(SET PROBLEM):
Retype the records that come next, word for word.
-- start of INPUT --
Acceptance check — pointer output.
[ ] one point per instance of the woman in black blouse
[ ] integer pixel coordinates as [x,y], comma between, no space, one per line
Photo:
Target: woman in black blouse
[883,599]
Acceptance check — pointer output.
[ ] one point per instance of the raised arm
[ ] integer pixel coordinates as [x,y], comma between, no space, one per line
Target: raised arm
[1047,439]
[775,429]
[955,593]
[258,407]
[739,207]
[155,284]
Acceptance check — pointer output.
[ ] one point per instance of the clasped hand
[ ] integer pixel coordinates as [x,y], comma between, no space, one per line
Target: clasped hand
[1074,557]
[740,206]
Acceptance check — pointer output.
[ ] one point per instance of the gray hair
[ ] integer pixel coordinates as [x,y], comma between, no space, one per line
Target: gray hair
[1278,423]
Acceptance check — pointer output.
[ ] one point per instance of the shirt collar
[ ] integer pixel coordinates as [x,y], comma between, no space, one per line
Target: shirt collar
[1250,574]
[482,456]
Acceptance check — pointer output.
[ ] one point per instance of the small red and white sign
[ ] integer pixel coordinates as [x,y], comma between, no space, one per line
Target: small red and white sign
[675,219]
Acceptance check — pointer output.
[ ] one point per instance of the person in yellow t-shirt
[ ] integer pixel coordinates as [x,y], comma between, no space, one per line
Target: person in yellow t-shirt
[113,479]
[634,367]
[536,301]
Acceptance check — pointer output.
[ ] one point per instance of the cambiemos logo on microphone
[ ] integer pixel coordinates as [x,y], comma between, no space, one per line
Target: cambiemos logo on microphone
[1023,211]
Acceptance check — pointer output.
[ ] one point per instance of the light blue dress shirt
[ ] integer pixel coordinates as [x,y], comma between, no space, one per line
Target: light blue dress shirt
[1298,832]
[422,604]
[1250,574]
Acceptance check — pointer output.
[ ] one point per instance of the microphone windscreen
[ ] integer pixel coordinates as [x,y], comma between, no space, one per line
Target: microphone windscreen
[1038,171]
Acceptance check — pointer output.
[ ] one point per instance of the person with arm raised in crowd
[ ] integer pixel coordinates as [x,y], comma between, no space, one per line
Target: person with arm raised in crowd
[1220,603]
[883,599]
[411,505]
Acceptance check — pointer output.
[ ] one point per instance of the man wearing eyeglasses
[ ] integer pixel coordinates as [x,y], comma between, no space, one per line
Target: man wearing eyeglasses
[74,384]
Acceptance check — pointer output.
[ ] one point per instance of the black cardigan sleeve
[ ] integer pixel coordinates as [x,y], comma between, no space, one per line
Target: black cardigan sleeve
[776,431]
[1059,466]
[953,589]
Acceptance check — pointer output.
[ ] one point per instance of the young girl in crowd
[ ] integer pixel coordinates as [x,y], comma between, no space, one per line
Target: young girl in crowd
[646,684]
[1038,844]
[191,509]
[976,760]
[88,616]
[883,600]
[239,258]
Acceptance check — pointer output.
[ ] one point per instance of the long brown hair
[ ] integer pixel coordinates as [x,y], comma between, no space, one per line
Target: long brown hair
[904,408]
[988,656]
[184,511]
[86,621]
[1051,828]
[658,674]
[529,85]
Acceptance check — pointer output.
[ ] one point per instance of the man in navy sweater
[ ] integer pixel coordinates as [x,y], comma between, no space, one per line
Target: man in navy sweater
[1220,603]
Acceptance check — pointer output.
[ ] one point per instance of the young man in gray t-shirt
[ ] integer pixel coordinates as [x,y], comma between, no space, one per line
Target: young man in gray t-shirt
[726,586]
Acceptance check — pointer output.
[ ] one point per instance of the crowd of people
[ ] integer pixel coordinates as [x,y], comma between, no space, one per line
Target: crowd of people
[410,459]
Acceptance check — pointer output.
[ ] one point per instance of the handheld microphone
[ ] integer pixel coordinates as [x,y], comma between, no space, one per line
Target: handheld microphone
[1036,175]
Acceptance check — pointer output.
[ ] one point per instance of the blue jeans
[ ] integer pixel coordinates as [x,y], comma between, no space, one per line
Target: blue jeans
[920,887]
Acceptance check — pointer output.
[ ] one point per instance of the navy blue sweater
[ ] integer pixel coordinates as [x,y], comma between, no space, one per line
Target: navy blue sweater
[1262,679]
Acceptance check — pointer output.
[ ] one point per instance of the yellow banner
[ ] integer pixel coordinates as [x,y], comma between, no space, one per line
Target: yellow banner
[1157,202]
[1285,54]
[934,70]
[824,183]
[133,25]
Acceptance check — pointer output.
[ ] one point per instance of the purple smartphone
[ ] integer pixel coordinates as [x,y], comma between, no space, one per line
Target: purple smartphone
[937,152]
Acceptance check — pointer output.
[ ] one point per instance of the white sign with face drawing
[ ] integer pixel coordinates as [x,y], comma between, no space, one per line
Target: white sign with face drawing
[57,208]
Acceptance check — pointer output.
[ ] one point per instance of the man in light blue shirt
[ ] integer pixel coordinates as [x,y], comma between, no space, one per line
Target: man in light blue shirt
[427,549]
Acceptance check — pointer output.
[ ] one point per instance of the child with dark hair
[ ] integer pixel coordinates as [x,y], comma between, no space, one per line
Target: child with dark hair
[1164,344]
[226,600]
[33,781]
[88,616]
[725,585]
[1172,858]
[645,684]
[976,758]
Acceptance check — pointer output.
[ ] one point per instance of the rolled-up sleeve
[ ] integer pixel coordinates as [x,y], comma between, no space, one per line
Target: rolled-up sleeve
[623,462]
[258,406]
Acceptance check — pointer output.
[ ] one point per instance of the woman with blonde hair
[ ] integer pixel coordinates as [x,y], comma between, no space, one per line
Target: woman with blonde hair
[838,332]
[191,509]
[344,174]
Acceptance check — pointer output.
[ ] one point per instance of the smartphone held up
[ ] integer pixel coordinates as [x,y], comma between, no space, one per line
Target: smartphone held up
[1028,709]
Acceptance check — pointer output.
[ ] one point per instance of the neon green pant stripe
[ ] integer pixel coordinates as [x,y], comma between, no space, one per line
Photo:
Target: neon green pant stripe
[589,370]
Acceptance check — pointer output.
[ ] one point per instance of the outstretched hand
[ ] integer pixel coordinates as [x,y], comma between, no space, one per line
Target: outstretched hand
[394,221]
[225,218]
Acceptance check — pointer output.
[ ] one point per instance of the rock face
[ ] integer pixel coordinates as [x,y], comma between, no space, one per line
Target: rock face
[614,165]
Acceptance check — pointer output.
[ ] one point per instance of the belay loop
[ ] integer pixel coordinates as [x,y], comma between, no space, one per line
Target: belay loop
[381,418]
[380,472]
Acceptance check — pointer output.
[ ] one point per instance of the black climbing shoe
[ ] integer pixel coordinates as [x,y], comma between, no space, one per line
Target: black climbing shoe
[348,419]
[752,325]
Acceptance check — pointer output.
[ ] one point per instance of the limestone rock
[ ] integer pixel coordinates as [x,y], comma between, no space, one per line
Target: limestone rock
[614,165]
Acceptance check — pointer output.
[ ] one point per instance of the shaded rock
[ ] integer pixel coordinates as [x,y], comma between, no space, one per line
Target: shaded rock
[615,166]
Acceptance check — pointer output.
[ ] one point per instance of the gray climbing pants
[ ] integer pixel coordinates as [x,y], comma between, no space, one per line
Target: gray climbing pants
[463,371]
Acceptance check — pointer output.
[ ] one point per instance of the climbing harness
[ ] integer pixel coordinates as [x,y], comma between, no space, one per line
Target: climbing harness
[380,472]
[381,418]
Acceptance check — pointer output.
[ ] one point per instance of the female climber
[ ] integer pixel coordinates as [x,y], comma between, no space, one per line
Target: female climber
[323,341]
-- end of INPUT --
(FINAL RESULT):
Acceptance check — pointer output.
[ ] one point per instance of the woman in black blouse
[ ] integer pixel coordinates as [x,y], comma between, no space, one per line
Photo:
Target: woman in black blouse
[883,599]
Acceptance check — pointer output.
[ ] one point per instance of the raised arm
[ ] integer pixel coordinates as [x,y], comma between, no space, one per line
Target: raised arm
[1047,439]
[775,429]
[955,593]
[258,407]
[739,207]
[155,284]
Acceptance check — pointer output.
[ ] one point per instance of the clasped hand
[ ] integer pixel coordinates as [x,y], comma between, no space, one per line
Target: clasped hand
[1074,557]
[740,206]
Acceptance check — pointer output.
[ ] one point per instance of the gray hair
[ ] integer pixel coordinates as [x,y], comma between, no space, one per line
Target: gray hair
[1278,423]
Acceptance check — pointer output.
[ ] one point per instance of the shirt collar
[ ] integer pixel coordinates as [x,y], comma between, no space, one per line
Target: shirt collar
[1250,574]
[482,456]
Acceptance check — pointer output.
[ ] one point per instance of the small red and white sign
[ ] integer pixel coordinates as [x,y], comma between, no space, one per line
Target: small red and white sign
[675,219]
Acceptance check — pointer output.
[ ] one point per instance of the person in yellow t-shirt
[ ] integer pixel coordinates as [x,y], comma between, no space, one per line
Target: person in yellow t-shirt
[113,479]
[634,367]
[536,301]
Acceptance check — pointer output.
[ ] one point per instance of the cambiemos logo on microphone
[ ] integer pixel coordinates as [x,y], comma between, no space, one per line
Target: cambiemos logo on microphone
[1023,211]
Acceptance check — pointer output.
[ ] one point per instance of the light blue dress shirt
[ ] integer pixel coordinates as [x,y], comma between, no space, one per line
Target: light blue dress shirt
[1298,832]
[422,604]
[1250,574]
Acceptance check — pointer output.
[ ] one point per instance of the microphone windscreen
[ ] integer pixel coordinates as [x,y], comma between, no space, one per line
Target: microphone windscreen
[1038,171]
Acceptance check — pointer output.
[ ] one point per instance of the person with arm raised in crowd
[ ] integer pixel coordinates as [x,y], comma between, no space, one per line
Target: person with arm raised in crowd
[1220,603]
[883,599]
[411,505]
Acceptance check — pointer output.
[ ] one point per instance of the man wearing eyeglasses
[ ] integer pixel coordinates as [x,y], comma between, no space, one per line
Target: man wearing eyeglasses
[74,384]
Acceptance check — pointer output.
[ ] one point per instance of the black cardigan sleeve
[ ] integer pixel coordinates as [x,y], comma between, no space, one per line
Target: black cardigan sleeve
[776,431]
[1059,466]
[953,589]
Acceptance check — pointer output.
[ ] one point per instance of the young girl in crowd
[ ] integer pixel coordinates as [x,y], comma between, no space, one per line
Target: young girl in crowd
[646,684]
[1038,844]
[191,509]
[976,760]
[88,616]
[883,600]
[239,258]
Acceptance check — pointer output.
[ ] one point per instance of the long brown hair
[ ] integer pixel coordinates as [x,y], comma between, no space, one per line
Target: long brown hair
[904,408]
[988,656]
[184,511]
[86,621]
[1051,828]
[658,674]
[529,85]
Acceptance check — pointer output.
[ ] one point per instance of the man in navy sweater
[ ] integer pixel coordinates as [x,y], comma between, no space, one per line
Target: man in navy sweater
[1220,603]
Acceptance check — pointer output.
[ ] one point per instance of the young man in gray t-shirt
[ ] integer pixel coordinates as [x,y], comma between, no space, one per line
Target: young man in gray t-shirt
[726,586]
Acceptance check — pointer output.
[ ] one point per instance of the crowd of people
[ ] integer pixel coordinates as [x,y], comma between, no space, one per line
Target: crowd of people
[410,459]
Acceptance check — pointer output.
[ ] one point per instance of the handheld microphone
[ ] integer pixel coordinates as [x,y], comma between, no space, one per line
Target: handheld microphone
[1036,175]
Acceptance check — pointer output.
[ ] one point per instance of the blue jeans
[ ] integer pixel coordinates as [x,y], comma between, no space, one per line
Target: blue jeans
[920,887]
Acceptance check — pointer output.
[ ] one point per instance of the navy blue sweater
[ ] integer pixel coordinates as [x,y], comma between, no space, one per line
Target: navy blue sweater
[1262,679]
Acceptance check — pointer output.
[ ] one point per instance of the yellow banner
[ ] integer pixel coordinates as [x,y], comma between, no space, one per line
Target: yellow banner
[1157,202]
[1285,54]
[934,70]
[824,183]
[133,25]
Acceptance check — pointer output.
[ ] one point per instance of the purple smartphone
[ ] integer pixel coordinates as [x,y], comma between, no space, one per line
Target: purple smartphone
[937,152]
Acceptance check — pointer output.
[ ] one point per instance of the white sign with face drawing
[ ] integer pixel coordinates as [x,y], comma between, no space, one per line
Target: white sign with face drawing
[57,208]
Acceptance check — pointer output.
[ ] one point per instance of the man in light blue shirt
[ ] integer pixel coordinates as [x,y], comma between, no space, one per line
Target: man in light blue shirt
[427,549]
Acceptance check — pointer output.
[ ] one point per instance of the child with dark hair
[ ] integer pixel coordinates as [x,y], comma between, no space, one per line
Target: child with dark hair
[1164,344]
[226,600]
[33,781]
[88,616]
[725,585]
[1172,858]
[645,684]
[976,758]
Acceptance check — pointer output.
[ ] one point per instance of the rolled-up sleeve
[ ] integer pixel coordinates as [x,y], comma between, no space, one per line
Target: rolled-up sleeve
[623,462]
[258,406]
Acceptance check — pointer output.
[ ] one point per instance of the woman with blonde hair
[ ] integer pixel coordinates as [x,y], comma between, no space, one per line
Target: woman with blonde hair
[838,332]
[191,509]
[344,174]
Acceptance check — pointer output.
[ ] one point per instance of the smartphone held up
[ ] integer pixel coordinates as [x,y], comma between, no space, one per line
Target: smartphone held up
[1028,709]
Acceptance check — pointer output.
[ ] one point per instance of the neon green pant stripe
[ ] integer pixel coordinates as [x,y], comma between, no space, one per line
Photo:
Target: neon green pant stripe
[589,370]
Acceptance check — pointer output.
[ ] one point per instance of the outstretched hand
[ ] integer pixel coordinates as [x,y], comma between, no space, one per line
Target: outstretched hand
[394,221]
[225,218]
Acceptance check — pointer output.
[ ] one point per instance of the rock face
[ ] integer pixel coordinates as [x,y], comma between, no space, one per line
Target: rock face
[614,165]
Acceptance check — pointer output.
[ ] one point per instance of the belay loop
[ ] integer pixel coordinates as [x,y], comma between, no space, one per line
Target: belay loop
[381,418]
[380,472]
Acceptance check — pointer output.
[ ] one point per instance of the black climbing shoe
[ ] integer pixel coordinates as [x,y], comma between, no space, one per line
Target: black climbing shoe
[348,419]
[752,325]
Acceptance check — pointer output.
[ ] one point per instance of the limestone rock
[ ] integer pixel coordinates as [x,y], comma between, no space, one per line
Target: limestone rock
[614,165]
Acceptance check — pointer output.
[ ] one point per instance of the shaded rock
[ ] integer pixel coordinates as [x,y], comma between, no space, one per line
Target: shaded rock
[615,166]
Acceptance check — pointer output.
[ ] one point per instance of the gray climbing pants
[ ] integer pixel coordinates as [x,y], comma between, no space, one per line
Target: gray climbing pants
[463,371]
Acceptance check — pointer output.
[ ] one point per instance of the climbing harness
[ ] integer pixel coordinates as [x,y], comma between, no space, one per line
Target: climbing harness
[380,472]
[381,418]
Acceptance check — pointer output.
[ ] one point per instance of the female climber
[ ] integer pixel coordinates as [x,y], comma between, no space, one per line
Target: female climber
[323,341]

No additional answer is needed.